Extracted records:
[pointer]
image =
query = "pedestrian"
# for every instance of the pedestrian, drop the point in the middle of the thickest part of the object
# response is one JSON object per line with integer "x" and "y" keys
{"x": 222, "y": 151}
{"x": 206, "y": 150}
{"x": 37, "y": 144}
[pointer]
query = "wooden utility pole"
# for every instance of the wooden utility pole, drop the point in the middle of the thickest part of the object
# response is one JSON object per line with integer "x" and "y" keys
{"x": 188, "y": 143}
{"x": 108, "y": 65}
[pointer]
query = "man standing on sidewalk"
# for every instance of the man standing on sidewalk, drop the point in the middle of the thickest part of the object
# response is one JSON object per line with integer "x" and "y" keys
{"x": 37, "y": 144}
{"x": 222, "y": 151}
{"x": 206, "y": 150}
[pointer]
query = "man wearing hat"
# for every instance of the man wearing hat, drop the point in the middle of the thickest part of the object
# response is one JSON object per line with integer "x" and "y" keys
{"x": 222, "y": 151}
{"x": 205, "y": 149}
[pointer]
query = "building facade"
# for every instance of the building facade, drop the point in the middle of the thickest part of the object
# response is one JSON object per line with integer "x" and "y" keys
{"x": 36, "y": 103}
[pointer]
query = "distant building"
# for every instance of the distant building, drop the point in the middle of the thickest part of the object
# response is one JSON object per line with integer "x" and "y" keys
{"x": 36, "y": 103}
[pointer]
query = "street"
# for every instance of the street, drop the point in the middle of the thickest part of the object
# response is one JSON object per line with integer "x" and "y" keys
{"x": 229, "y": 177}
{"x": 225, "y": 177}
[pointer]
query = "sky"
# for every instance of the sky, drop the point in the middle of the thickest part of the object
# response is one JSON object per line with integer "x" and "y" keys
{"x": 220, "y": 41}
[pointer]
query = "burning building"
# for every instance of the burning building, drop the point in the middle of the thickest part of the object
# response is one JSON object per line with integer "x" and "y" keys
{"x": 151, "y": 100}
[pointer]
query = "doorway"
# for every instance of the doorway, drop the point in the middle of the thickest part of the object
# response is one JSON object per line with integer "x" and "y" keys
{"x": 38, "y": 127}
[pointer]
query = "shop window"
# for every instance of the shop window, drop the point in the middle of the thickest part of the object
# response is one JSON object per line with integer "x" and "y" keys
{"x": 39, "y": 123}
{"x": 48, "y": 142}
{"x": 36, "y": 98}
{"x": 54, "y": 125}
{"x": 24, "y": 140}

What to produce:
Count how many lines in the entries hold "burning" and reply with that number alone.

Your response:
2